_What is expected_
Extract the lines below and reproduce each one verbatim, with every character kept as it appears.

--- Start ---

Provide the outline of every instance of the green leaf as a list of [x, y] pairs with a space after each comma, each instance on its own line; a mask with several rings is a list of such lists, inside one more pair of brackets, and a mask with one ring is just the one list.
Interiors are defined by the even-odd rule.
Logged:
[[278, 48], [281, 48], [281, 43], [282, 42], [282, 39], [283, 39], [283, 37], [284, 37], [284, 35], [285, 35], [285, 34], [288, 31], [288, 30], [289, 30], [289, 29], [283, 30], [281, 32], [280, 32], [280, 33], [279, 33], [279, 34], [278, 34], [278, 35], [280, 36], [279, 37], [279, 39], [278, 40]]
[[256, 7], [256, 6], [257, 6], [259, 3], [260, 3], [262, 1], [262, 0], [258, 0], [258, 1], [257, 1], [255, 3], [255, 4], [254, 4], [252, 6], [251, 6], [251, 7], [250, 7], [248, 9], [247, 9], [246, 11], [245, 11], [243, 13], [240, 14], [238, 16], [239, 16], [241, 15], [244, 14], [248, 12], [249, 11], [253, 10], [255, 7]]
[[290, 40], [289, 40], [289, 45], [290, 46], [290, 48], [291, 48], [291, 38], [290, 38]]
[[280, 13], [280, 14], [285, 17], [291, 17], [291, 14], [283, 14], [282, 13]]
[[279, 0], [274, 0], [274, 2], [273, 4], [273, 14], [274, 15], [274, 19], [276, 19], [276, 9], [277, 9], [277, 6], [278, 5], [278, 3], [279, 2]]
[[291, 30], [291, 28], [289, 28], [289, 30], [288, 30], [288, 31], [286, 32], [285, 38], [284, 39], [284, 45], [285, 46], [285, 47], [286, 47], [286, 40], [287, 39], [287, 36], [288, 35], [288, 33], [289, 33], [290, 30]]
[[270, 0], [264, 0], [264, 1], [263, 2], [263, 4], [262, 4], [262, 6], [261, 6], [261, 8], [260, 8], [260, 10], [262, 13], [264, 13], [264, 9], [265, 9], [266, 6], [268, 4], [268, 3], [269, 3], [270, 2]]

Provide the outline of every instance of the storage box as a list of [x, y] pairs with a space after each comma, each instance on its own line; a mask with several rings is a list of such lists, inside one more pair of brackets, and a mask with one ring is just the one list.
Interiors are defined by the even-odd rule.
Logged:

--- End ---

_Result of this exercise_
Provide the outline of every instance of the green leaf as a list of [x, y] pairs with a space after each comma, each instance on its own line; a mask with several rings is a list of such lists, inside one more pair of brackets, and a mask with one ring is just the one list.
Interiors are defined by the even-odd rule.
Logged:
[[278, 48], [281, 48], [281, 43], [282, 42], [282, 39], [283, 39], [283, 37], [284, 37], [284, 35], [285, 35], [285, 34], [288, 31], [288, 30], [289, 30], [289, 29], [283, 30], [281, 32], [280, 32], [280, 33], [279, 33], [279, 34], [278, 34], [278, 35], [280, 36], [279, 37], [279, 39], [278, 40]]
[[256, 7], [256, 6], [257, 6], [259, 3], [260, 3], [262, 1], [262, 0], [258, 0], [258, 1], [257, 1], [255, 3], [255, 4], [254, 4], [252, 6], [251, 6], [251, 7], [250, 7], [248, 9], [247, 9], [246, 11], [245, 11], [243, 13], [240, 14], [238, 16], [239, 16], [241, 15], [244, 14], [248, 12], [249, 11], [253, 10], [255, 7]]
[[290, 40], [289, 40], [289, 45], [290, 46], [290, 48], [291, 48], [291, 38], [290, 38]]
[[280, 13], [280, 14], [285, 17], [291, 17], [291, 14], [283, 14], [282, 13]]
[[279, 0], [274, 0], [274, 2], [273, 4], [273, 14], [274, 15], [274, 19], [276, 19], [276, 9], [277, 9], [277, 6], [278, 5], [278, 3], [279, 2]]
[[291, 30], [291, 28], [289, 28], [289, 30], [288, 30], [288, 31], [286, 32], [285, 38], [284, 39], [284, 45], [285, 46], [285, 47], [286, 47], [286, 40], [287, 39], [287, 36], [288, 35], [288, 33], [289, 33], [290, 30]]
[[270, 0], [264, 0], [264, 1], [263, 2], [263, 4], [262, 4], [262, 6], [261, 6], [261, 8], [260, 8], [260, 10], [262, 13], [264, 13], [264, 9], [265, 9], [266, 6], [268, 4], [268, 3], [269, 3], [270, 2]]

Provide the outline of every instance of the storage box as a list of [x, y] pairs with a space after each comma, each instance on its own line; a mask with several rings is a list of such lists, inside one more pair of brackets, and a mask with one ring is just the one list.
Interiors are defined by the even-odd rule.
Logged:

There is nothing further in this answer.